> **What you have to do**
Only the lines from the one containing "Performance-review request: for every instance of the car door" to the end of the material are to be copied, exactly and in full; images stay out.
Begin Provided records
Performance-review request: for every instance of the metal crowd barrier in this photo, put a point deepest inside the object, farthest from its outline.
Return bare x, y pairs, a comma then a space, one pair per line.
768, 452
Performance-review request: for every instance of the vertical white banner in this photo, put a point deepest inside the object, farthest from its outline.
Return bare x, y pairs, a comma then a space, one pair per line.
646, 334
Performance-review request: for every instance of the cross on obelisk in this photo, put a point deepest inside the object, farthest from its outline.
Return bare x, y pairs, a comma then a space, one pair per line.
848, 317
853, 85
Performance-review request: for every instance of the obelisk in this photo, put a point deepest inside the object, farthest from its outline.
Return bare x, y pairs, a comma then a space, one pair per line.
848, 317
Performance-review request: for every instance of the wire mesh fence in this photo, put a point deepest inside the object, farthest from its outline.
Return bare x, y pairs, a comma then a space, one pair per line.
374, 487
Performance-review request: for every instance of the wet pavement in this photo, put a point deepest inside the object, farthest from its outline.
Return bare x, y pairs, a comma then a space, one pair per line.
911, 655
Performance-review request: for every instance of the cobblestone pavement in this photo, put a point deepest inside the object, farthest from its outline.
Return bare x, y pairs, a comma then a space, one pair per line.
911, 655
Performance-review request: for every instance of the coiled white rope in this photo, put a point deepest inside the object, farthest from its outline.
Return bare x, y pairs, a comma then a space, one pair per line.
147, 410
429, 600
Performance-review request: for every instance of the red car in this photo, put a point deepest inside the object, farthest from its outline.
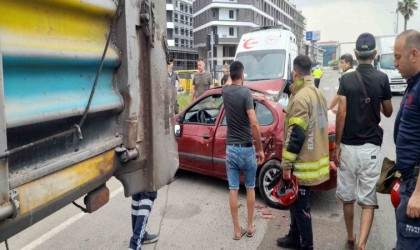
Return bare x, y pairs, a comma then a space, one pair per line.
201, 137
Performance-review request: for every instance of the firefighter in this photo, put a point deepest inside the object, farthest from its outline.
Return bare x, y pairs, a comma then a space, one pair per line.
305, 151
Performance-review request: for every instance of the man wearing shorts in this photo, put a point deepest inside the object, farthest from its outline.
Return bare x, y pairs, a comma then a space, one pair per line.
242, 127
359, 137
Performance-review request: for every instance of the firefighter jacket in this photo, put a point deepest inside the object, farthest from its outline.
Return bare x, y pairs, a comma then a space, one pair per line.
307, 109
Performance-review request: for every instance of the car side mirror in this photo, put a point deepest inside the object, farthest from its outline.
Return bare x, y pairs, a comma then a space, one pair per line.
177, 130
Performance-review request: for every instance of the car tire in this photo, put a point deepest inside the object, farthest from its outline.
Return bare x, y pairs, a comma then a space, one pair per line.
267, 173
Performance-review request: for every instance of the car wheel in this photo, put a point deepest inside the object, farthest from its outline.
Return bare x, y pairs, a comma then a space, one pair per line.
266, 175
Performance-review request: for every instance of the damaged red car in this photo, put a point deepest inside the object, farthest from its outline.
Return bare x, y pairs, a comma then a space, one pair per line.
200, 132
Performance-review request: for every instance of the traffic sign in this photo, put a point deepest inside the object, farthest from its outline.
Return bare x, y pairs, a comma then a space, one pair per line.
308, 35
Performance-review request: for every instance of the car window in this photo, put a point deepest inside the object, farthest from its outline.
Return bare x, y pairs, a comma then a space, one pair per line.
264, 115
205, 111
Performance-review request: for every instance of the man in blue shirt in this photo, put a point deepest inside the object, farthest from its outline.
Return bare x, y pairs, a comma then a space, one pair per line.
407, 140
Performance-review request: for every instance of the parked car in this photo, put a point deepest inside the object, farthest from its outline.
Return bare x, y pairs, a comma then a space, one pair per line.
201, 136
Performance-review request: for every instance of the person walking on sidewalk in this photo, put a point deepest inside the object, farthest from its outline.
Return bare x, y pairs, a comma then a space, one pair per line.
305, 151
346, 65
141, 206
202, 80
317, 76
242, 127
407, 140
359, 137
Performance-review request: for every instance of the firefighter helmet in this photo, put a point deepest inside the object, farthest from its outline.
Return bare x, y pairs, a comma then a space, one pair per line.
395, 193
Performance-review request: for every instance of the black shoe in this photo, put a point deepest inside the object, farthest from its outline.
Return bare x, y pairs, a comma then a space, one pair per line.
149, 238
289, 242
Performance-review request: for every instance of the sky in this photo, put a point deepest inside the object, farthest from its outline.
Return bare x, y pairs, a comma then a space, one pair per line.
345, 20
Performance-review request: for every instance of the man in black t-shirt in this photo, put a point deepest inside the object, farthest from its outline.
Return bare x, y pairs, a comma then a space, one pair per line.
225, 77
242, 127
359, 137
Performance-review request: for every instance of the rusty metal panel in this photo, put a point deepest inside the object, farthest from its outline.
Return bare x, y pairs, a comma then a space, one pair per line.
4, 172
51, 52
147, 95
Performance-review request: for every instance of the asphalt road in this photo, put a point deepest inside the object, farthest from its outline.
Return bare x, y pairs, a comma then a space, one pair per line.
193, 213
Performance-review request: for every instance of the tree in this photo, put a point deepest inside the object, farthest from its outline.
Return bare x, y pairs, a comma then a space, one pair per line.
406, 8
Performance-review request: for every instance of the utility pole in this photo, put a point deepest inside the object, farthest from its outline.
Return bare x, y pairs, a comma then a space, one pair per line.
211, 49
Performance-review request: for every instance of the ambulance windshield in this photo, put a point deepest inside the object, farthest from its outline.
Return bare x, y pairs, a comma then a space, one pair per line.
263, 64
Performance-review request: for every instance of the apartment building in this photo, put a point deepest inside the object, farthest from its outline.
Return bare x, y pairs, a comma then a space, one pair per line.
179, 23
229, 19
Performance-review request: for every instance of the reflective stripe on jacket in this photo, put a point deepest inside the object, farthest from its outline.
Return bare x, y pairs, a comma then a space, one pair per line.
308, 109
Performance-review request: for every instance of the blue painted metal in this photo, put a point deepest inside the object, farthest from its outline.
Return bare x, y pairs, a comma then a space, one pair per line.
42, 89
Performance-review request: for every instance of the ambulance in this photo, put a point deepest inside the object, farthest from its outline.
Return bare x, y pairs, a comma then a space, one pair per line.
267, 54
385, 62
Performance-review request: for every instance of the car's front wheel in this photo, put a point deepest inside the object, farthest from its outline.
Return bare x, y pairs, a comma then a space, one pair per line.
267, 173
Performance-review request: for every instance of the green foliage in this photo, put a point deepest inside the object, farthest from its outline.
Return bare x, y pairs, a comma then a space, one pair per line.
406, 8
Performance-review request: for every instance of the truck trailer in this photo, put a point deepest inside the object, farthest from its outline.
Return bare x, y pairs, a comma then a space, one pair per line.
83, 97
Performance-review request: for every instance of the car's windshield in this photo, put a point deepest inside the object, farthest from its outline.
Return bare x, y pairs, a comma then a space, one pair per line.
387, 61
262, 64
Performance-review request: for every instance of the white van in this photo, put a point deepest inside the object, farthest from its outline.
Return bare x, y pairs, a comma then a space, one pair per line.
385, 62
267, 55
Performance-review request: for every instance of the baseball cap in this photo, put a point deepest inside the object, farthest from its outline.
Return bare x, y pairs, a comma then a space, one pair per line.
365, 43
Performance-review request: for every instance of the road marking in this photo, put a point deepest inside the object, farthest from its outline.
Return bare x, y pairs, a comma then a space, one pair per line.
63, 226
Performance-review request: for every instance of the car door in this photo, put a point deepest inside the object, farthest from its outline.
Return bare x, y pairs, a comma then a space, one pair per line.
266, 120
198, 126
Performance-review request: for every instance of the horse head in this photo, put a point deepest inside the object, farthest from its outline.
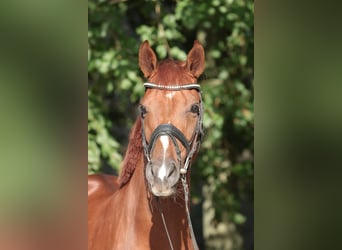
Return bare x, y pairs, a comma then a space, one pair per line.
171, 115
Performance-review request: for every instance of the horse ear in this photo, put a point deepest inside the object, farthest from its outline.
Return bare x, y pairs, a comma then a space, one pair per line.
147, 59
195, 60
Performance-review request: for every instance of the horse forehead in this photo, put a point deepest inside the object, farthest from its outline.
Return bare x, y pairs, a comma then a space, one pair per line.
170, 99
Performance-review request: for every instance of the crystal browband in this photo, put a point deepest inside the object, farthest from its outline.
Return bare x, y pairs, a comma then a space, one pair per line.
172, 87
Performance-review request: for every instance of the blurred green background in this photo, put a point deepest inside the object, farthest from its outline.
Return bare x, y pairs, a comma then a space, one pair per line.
End Provided records
> **Expected answer**
Performance-review request: for every instance of the car door in this photo, put a point deepest inside the object, farthest from its outline.
Return bare x, y pairs, a comma then a space, one pair per line.
266, 120
198, 126
Performance-review request: for every instance of the horse head in this photo, put a point deepest inside the object, farthest from its outline.
Return bare x, y pairs, a comma then a space, one pair per line.
171, 115
Performance-review request: for every instance of the horse ear in this photo, put a point deepest inside the object, farthest from its outline.
Return bare x, y pairs, a comma then a space, one pair per line.
147, 59
195, 60
Performance-review request: for every instance of the horse forehead in this photo, put a point deepest inside the object, farthest from its outline.
Return bare x, y pairs, a comma then a space, one pair per line.
170, 99
Performance-review request: for every instance of the crystal browband in this photo, put a point deepest inside the object, farthest from its outline.
Return bare x, y pairs, a comma then a space, one pair per line.
172, 87
Performance-review request: for every instance of the blurred green background in this photo, put a point deepest inside the object, farthest from its outline.
Return bare x, y pairs, a comma then a space, one pair per line.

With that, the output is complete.